### Exercise passage
Van Dijk is merely restless to hit the road and appear in larger spaces. "I cannot wait to have this [chance to play] to a big crowd and just share the music in a different way, 'cause that's where you get that first-hand reaction to the music."

Born in London but raised in Eora/Sydney, van Dijk was precocious musically – strumming guitar, singing, and even busking. He had a champion in his dad, Ralph, who presides over the Eardrum advertising agency. The businessman circulated his son's rendition of James Bay's Let It Go, with artist manager Nate Flagrant running it by Australian super-producer M-Phazes (aka Mark Landon). Landon was struck by the tween's preternaturally soulful voice.

Hailing from the Gold Coast, Landon began as a beatmaker, scoring an ARIA for 'Best Urban Album' with 2010's Good Gracious. The underground stalwart teamed with Kimbra on her breakout Vows, but his career accelerated when he contributed to Eminem's Grammy-winning The Marshall Mathers LP 2, enabling him to secure a US visa.

### Check your understanding
- 1) Output the section of the passage about van Dijk that starts at "Van Dijk is" and ends at "preternaturally soulful voice.", word for word.
- 2) Answer these questions using the passage about van Dijk:
(a) In which city was van Dijk born?
(b) What is the name of van Dijk's father, and what does he preside over?
(c) Which album earned Landon an ARIA for 'Best Urban Album'?
The records that follow the passage are not required for any of this work.

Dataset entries
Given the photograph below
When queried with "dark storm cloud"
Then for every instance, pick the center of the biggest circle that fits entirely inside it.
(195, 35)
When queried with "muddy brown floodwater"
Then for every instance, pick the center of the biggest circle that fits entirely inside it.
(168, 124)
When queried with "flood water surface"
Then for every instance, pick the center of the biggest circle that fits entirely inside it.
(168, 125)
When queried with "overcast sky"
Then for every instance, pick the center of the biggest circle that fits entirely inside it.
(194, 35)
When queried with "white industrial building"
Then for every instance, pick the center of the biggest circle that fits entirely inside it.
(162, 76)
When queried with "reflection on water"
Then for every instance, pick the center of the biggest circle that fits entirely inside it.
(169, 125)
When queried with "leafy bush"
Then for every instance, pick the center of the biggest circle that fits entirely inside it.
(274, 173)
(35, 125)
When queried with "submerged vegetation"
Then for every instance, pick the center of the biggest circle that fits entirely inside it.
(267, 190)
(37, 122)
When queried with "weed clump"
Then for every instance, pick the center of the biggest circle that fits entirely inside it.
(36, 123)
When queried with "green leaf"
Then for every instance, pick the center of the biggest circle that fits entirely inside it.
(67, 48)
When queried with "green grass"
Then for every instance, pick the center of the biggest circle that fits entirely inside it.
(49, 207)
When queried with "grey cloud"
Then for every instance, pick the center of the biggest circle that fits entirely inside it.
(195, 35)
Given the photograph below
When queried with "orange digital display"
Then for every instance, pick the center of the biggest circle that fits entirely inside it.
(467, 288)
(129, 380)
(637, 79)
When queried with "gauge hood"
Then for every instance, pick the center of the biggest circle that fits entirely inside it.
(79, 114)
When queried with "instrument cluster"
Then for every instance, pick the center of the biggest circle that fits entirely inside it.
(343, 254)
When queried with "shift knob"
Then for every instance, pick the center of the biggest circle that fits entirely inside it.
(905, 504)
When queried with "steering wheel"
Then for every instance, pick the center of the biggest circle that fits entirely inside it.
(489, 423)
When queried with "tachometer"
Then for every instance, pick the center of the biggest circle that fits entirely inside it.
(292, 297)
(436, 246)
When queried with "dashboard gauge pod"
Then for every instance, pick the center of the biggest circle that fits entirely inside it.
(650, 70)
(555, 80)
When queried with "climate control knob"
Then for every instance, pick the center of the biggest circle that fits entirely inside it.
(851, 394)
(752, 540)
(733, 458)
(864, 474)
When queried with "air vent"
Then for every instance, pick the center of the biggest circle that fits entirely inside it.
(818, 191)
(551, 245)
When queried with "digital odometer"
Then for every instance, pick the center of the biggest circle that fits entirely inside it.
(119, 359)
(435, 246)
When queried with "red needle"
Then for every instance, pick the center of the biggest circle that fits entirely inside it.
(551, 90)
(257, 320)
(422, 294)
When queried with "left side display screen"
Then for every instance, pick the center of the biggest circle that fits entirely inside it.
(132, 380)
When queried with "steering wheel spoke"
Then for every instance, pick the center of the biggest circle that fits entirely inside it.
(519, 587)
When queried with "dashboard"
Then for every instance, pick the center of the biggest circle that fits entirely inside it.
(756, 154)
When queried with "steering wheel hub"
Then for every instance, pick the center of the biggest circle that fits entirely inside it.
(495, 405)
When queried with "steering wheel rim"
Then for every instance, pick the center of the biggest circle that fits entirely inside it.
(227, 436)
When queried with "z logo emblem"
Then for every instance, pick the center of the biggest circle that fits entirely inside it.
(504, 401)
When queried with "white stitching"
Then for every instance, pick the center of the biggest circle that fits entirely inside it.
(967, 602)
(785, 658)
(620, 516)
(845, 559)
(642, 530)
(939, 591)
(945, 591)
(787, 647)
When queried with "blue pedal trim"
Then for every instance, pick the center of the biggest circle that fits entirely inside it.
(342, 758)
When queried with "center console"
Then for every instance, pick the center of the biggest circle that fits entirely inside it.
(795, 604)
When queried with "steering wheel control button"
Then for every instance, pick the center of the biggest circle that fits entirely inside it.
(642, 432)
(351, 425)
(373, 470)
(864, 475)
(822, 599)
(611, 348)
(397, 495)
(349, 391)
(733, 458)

### Task-by-task results
- 1)
Van Dijk is merely restless to hit the road and appear in larger spaces. "I cannot wait to have this [chance to play] to a big crowd and just share the music in a different way, 'cause that's where you get that first-hand reaction to the music."

Born in London but raised in Eora/Sydney, van Dijk was precocious musically – strumming guitar, singing, and even busking. He had a champion in his dad, Ralph, who presides over the Eardrum advertising agency. The businessman circulated his son's rendition of James Bay's Let It Go, with artist manager Nate Flagrant running it by Australian super-producer M-Phazes (aka Mark Landon). Landon was struck by the tween's preternaturally soulful voice.

- 2)
(a) London
(b) Ralph, who presides over the Eardrum advertising agency
(c) Good Gracious (2010)